Exercise requirements — Collect every line in the records below that contains the word "wave".

Provided data —
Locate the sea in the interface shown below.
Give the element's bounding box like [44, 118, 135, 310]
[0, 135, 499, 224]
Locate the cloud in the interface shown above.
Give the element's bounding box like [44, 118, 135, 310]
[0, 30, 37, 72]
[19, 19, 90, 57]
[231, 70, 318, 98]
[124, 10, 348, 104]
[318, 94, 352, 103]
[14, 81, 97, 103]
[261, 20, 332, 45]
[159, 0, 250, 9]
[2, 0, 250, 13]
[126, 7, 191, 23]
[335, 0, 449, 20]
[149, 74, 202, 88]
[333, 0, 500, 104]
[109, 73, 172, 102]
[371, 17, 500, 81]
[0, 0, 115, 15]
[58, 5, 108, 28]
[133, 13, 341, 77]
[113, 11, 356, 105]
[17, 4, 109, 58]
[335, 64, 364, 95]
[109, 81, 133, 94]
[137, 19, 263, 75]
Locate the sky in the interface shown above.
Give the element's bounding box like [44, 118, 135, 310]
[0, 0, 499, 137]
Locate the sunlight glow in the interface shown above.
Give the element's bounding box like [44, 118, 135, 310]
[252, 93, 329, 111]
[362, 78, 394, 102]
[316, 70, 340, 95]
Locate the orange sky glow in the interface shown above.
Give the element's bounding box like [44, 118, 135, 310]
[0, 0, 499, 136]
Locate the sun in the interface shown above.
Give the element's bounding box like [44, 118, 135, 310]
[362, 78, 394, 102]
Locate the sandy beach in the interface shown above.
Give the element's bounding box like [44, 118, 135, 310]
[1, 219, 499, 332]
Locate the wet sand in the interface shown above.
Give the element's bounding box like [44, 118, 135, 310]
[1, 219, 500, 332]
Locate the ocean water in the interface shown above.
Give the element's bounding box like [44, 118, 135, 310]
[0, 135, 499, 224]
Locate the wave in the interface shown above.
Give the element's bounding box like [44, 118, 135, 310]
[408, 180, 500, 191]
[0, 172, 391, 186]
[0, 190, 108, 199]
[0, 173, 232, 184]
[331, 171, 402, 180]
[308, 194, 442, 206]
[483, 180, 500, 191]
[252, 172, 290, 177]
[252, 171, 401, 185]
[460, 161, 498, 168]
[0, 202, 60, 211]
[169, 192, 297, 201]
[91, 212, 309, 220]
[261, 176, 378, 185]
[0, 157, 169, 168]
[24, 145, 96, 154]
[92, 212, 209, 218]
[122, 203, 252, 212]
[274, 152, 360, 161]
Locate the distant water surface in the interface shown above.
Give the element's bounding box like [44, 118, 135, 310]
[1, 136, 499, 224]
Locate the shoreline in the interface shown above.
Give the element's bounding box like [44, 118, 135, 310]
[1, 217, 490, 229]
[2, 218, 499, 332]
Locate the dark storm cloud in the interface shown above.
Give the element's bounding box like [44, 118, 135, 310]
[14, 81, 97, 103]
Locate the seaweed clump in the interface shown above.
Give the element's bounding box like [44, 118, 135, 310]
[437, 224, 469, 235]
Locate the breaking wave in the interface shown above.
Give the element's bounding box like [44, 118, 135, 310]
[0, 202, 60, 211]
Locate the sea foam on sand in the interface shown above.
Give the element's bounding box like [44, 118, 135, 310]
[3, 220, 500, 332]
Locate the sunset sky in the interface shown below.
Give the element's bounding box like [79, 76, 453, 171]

Expected output —
Locate the wave in the interface shown above.
Locate the breaking wave in the interface shown above.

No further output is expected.